[Task description] Return every line of the listing below word for word, with nothing changed.

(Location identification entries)
+++++
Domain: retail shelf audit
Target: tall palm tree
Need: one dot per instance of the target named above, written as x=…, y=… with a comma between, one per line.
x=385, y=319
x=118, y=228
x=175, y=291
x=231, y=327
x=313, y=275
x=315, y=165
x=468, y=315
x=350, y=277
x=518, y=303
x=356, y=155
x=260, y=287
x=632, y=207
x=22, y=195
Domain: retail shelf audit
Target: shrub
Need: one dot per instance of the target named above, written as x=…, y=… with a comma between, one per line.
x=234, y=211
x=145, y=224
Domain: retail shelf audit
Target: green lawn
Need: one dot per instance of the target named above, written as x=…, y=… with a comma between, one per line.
+++++
[Task solution]
Domain: retail shelf audit
Target: tall palm tree
Need: one dot per instance of the target named above, written as x=…, y=… with a comma between, one per line.
x=385, y=319
x=118, y=228
x=175, y=291
x=231, y=327
x=313, y=275
x=315, y=165
x=468, y=315
x=350, y=277
x=518, y=303
x=356, y=155
x=260, y=287
x=632, y=207
x=22, y=195
Domain: retail shelf audit
Target: shrub
Need: one dot per instance of the target named above, written as x=…, y=… with a comma between, one per line.
x=234, y=211
x=145, y=224
Domain: retail shelf audit
Target: green lawn
Need: one dot per instance of the target named above, written as x=…, y=… with a comma between, one per line.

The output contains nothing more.